◆ **Extracted information**
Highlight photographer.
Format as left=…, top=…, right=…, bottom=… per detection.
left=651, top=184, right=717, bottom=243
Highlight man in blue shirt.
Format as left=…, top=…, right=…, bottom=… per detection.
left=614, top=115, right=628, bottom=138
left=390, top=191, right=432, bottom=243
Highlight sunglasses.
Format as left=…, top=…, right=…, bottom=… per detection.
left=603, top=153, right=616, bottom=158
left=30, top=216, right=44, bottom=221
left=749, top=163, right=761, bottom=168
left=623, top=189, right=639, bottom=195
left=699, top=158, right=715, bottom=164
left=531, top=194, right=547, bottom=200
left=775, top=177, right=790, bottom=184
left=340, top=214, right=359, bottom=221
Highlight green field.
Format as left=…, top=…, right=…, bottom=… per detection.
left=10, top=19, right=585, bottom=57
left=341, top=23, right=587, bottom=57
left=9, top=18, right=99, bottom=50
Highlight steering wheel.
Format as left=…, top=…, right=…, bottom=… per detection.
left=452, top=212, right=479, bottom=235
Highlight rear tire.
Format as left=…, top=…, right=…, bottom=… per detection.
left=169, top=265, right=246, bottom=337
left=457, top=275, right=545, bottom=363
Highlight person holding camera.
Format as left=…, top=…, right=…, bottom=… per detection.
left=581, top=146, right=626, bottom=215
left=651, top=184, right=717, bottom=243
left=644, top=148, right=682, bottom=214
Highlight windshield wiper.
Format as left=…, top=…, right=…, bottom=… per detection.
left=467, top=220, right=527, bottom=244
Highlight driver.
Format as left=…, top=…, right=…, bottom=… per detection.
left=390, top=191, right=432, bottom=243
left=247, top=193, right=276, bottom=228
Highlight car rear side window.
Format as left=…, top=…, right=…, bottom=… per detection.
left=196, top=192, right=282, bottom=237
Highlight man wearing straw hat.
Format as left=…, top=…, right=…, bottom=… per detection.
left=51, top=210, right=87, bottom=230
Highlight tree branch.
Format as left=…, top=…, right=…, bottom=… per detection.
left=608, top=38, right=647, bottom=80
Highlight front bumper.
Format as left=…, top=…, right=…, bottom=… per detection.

◆ **Exercise aim**
Lines holding "rear": please count them in the data above and reply with the number alone.

◆ **Completed task**
2